Passage provided:
-=-=-=-=-
The US version won an MTV VMA in 2005 for Best New Artist in a Video, beating other nominees such as John Legend, Ciara, The Game, and My Chemical Romance.
The photos featured on the inner sleeve of the album Hot Fuss were shot on set during the filming of the UK version music video and were inspired by the black and white look of that video.

Releases and cover versions
In 2005, Stuart Price released a remix of the song under his pseudonym Jacques Lu Cont. Reviewers were generally negative: for example, Michael Paoletta said this version "depletes the song of its energy and intensity". That same year, this song as well as two others by the Killers (Smile Like You Mean It and Somebody Told Me) reached the Billboard Top 20 single chart. An extended version of the Stuart Price remix of the song was featured on the Killers' 2007 B-side and rarities compilation, Sawdust. During the tour for Brandon Flowers's solo record, he performed the remix version with Stuart Price during his show at Brixton Academy and has since performed it on his tour as the show closer, again in the remix form.

An early demo of the song featured Dave Keuning on bass and Matt Norcross on drums, before Mark Stoermer and Ronnie Vannucci were members of the band. The original demo was officially released on the 2013 compilation album Direct Hits. On the Killers' 2012 album Battle Born, they released "Miss Atomic Bomb", which is considered a companion song to "Mr. Brightside" lyrically.
-=-=-=-=-
Given entries:
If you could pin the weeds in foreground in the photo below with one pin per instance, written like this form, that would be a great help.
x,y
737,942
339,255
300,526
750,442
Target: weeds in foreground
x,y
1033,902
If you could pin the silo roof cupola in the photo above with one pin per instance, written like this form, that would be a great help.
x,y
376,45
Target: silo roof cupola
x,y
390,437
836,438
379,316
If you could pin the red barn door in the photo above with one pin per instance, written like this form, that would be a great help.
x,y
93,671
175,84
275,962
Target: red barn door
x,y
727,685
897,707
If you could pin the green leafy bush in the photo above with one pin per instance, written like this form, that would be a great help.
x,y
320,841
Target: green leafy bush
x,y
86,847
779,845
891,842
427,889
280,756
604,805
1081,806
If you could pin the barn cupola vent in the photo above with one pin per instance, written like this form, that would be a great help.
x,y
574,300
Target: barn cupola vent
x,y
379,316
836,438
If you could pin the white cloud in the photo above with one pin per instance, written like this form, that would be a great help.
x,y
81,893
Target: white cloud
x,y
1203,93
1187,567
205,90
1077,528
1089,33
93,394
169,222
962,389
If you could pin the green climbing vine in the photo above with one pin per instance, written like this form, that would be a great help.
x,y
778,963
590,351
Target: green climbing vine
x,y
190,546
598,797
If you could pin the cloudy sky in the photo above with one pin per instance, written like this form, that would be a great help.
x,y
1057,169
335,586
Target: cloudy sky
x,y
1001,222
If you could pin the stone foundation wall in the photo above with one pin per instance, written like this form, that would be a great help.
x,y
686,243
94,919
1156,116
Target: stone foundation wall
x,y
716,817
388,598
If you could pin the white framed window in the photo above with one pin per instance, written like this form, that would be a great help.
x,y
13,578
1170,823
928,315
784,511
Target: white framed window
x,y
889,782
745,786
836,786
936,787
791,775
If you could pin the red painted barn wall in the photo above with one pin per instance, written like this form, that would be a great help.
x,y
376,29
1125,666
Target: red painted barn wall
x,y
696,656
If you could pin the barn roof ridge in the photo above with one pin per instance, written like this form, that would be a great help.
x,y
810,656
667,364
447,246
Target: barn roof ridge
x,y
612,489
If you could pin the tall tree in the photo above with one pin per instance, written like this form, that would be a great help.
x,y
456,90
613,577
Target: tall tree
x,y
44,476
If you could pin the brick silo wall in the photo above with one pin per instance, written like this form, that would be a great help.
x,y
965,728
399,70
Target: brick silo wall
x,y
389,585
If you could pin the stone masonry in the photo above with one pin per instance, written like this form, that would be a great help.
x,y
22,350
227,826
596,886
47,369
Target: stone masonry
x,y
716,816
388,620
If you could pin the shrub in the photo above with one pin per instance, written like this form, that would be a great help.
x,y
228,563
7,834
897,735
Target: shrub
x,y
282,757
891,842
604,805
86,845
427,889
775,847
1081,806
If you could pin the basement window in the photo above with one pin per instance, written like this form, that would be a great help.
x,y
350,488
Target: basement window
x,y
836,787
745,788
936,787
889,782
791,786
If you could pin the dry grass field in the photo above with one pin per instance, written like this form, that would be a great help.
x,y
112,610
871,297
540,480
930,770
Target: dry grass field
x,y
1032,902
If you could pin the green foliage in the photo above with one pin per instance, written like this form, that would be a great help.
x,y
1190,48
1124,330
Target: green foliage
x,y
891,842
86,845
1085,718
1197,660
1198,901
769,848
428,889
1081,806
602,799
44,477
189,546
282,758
-=-=-=-=-
Tasks for this exercise:
[a] Name every album or compilation that the passage about the Killers' song mentions by title.
[b] From the passage about the Killers' song, quote the stretch from "Releases and cover" through "the remix form.".

Answer set:
[a]
- Hot Fuss
- Sawdust
- Direct Hits
- Battle Born

[b]
Releases and cover versions
In 2005, Stuart Price released a remix of the song under his pseudonym Jacques Lu Cont. Reviewers were generally negative: for example, Michael Paoletta said this version "depletes the song of its energy and intensity". That same year, this song as well as two others by the Killers (Smile Like You Mean It and Somebody Told Me) reached the Billboard Top 20 single chart. An extended version of the Stuart Price remix of the song was featured on the Killers' 2007 B-side and rarities compilation, Sawdust. During the tour for Brandon Flowers's solo record, he performed the remix version with Stuart Price during his show at Brixton Academy and has since performed it on his tour as the show closer, again in the remix form.